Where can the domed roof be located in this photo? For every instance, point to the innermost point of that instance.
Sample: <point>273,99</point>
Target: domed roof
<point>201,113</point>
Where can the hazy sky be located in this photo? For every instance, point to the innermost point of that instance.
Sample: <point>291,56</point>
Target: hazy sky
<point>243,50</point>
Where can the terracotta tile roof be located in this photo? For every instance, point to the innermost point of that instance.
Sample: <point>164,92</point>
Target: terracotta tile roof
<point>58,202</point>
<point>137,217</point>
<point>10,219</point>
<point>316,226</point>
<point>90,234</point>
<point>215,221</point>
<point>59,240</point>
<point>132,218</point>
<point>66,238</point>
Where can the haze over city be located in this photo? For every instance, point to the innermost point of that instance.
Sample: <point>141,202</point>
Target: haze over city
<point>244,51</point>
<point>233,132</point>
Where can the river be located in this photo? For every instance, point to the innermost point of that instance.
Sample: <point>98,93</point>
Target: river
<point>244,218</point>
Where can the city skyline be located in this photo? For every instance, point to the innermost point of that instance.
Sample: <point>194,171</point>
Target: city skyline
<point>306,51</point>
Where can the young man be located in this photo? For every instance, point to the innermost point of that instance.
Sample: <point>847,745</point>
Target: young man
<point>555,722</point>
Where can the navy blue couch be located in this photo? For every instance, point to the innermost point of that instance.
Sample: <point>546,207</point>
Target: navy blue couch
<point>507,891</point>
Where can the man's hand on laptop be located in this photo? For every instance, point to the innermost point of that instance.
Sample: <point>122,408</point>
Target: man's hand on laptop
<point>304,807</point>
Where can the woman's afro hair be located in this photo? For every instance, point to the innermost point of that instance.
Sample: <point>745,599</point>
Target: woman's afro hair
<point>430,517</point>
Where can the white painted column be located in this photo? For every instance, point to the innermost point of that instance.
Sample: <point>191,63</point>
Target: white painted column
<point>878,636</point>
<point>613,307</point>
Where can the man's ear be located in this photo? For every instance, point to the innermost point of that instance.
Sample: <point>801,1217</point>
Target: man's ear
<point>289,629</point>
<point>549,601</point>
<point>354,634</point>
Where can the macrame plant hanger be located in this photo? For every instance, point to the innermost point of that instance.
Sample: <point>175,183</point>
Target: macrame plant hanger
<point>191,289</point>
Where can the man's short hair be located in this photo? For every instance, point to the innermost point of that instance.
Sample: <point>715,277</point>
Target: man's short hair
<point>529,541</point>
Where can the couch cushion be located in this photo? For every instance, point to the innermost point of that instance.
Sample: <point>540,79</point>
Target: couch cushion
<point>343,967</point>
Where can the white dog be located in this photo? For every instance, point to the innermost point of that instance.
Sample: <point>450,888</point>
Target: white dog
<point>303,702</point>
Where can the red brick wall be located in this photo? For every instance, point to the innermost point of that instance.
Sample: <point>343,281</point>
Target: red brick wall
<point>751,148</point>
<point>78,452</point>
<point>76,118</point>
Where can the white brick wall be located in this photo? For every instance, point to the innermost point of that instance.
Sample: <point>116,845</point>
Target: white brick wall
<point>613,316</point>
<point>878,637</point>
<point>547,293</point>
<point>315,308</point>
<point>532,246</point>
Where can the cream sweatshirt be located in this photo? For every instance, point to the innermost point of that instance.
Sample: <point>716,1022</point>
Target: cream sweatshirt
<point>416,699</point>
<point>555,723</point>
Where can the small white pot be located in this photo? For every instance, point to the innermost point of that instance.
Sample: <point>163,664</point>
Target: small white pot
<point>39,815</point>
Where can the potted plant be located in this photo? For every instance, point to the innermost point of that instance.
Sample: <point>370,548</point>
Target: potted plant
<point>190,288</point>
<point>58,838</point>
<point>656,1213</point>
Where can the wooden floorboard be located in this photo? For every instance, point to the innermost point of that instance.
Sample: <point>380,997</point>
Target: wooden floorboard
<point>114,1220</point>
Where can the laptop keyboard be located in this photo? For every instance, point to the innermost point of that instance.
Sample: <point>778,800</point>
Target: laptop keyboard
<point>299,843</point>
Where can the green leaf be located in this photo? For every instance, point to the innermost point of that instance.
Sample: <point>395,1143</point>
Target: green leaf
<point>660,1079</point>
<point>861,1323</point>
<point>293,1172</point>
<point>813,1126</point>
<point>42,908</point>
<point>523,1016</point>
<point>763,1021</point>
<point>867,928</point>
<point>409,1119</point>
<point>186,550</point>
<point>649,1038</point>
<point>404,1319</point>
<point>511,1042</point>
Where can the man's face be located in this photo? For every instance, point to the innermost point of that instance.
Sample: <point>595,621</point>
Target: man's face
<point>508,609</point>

########

Reproduce all of the records above verbatim, line by line, with nothing altered, added, or left out.

#### The result:
Where can the domed roof be located in this photo? For every instance, point to the innermost point of that instance.
Sample: <point>273,99</point>
Target: domed roof
<point>201,113</point>
Where can the hazy sky be located in this photo? For every instance, point to the innermost point of that instance.
Sample: <point>291,56</point>
Target: hazy sky
<point>243,50</point>
Where can the terracotta tile roof be located in this photo? For every instance, point to the innermost point of that instance.
Sample: <point>164,92</point>
Target: terracotta tile roof
<point>58,202</point>
<point>137,217</point>
<point>10,219</point>
<point>316,226</point>
<point>90,234</point>
<point>215,221</point>
<point>59,240</point>
<point>132,218</point>
<point>66,238</point>
Where can the haze over city be located in this photo? For every instance, point to the innermost point of that instance.
Sample: <point>141,202</point>
Target: haze over city
<point>244,51</point>
<point>233,132</point>
Where can the river be located in this photo? For every instance, point to the innermost point of that instance.
Sample: <point>98,93</point>
Target: river
<point>244,218</point>
Where can the city skyline be located in this photo? For every instance, point to the innermost point of that instance.
Sample: <point>194,171</point>
Target: city skyline
<point>306,51</point>
Where can the young man be located in this photo? For every instance, point to the innermost point of that instance.
Sample: <point>847,745</point>
Target: young man
<point>555,722</point>
Where can the navy blue couch be located in this photo? For every instance, point to the innermost point of that instance.
Sample: <point>546,207</point>
Target: navy blue couch
<point>507,891</point>
Where can the man's hand on laptop be located in this photo? For every instance, point to the innermost point of that instance.
Sample: <point>122,408</point>
Target: man's hand on laptop
<point>304,807</point>
Where can the woman's afro hair be located in this photo? For every instance, point to the innermost point of that instance.
Sample: <point>745,599</point>
Target: woman's afro hair
<point>430,517</point>
Where can the white painted column be located in this photo? For every instance, point to the innermost point of that instance.
Sample: <point>191,63</point>
Target: white painted column
<point>878,636</point>
<point>613,307</point>
Where can the man's ear be located in this photo? For every instance, point to the innermost point of that instance.
Sample: <point>801,1217</point>
Target: man's ear
<point>289,629</point>
<point>549,601</point>
<point>354,634</point>
Where can the macrame plant hanger be located in this photo? For every instance, point to the innermost point of that instance.
Sample: <point>175,183</point>
Target: macrame plant hanger
<point>191,289</point>
Where can the man's short hair be located in this photo? For every instance, point to the innermost point of that instance.
Sample: <point>715,277</point>
Target: man's short hair
<point>529,541</point>
Where can the couch cushion be located in this photo? For every instance, point to the innermost point of that instance.
Sample: <point>540,79</point>
Target: couch cushion
<point>343,967</point>
Where can the white dog be located in this photo? For every instance, point to the innermost point of that instance.
Sample: <point>450,888</point>
Target: white dog
<point>303,702</point>
Where can the red brick wall be located in this photo? For every instance, point to the innermost point of that instance.
Sample: <point>343,281</point>
Target: red brick wall
<point>751,148</point>
<point>78,452</point>
<point>76,118</point>
Where can the white brick wall be located in this photo? For every instance, point to the innermost point of that instance.
Sample: <point>116,845</point>
Target: white brick wall
<point>613,316</point>
<point>878,637</point>
<point>547,293</point>
<point>315,308</point>
<point>532,246</point>
Where can the cream sweatshirt be located in this photo? For every instance, point to the innermost point of that instance.
Sample: <point>716,1022</point>
Target: cream sweatshirt
<point>416,699</point>
<point>555,723</point>
Where can the small white pot be located in this photo? For every instance, point to the innermost point of that instance.
Sample: <point>163,664</point>
Target: small white pot
<point>39,815</point>
Where can the potted plant be located in this photo? For every instance, point to the innermost point of that instance.
Sample: <point>370,548</point>
Target: potted plant
<point>190,288</point>
<point>58,838</point>
<point>656,1213</point>
Where can the wooden floorboard be located in this photo? For every instance, point to the innermost point of that instance.
Sample: <point>380,997</point>
Target: wooden floorboard
<point>114,1220</point>
Where can the laptop keyboard be located in this photo? For every instance, point to the innermost point of that instance.
Sample: <point>778,800</point>
Target: laptop keyboard
<point>299,843</point>
Where can the green leaf be located in this photo? For every instance, point to the innermost point of that instance.
Sample: <point>395,1143</point>
Target: green leaf
<point>660,1079</point>
<point>861,1323</point>
<point>293,1172</point>
<point>813,1126</point>
<point>42,908</point>
<point>523,1016</point>
<point>763,1021</point>
<point>867,928</point>
<point>409,1119</point>
<point>186,550</point>
<point>649,1038</point>
<point>404,1319</point>
<point>511,1042</point>
Where can the man's face be located in this photo? For every instance, point to the innermost point of that instance.
Sample: <point>595,621</point>
Target: man's face
<point>508,609</point>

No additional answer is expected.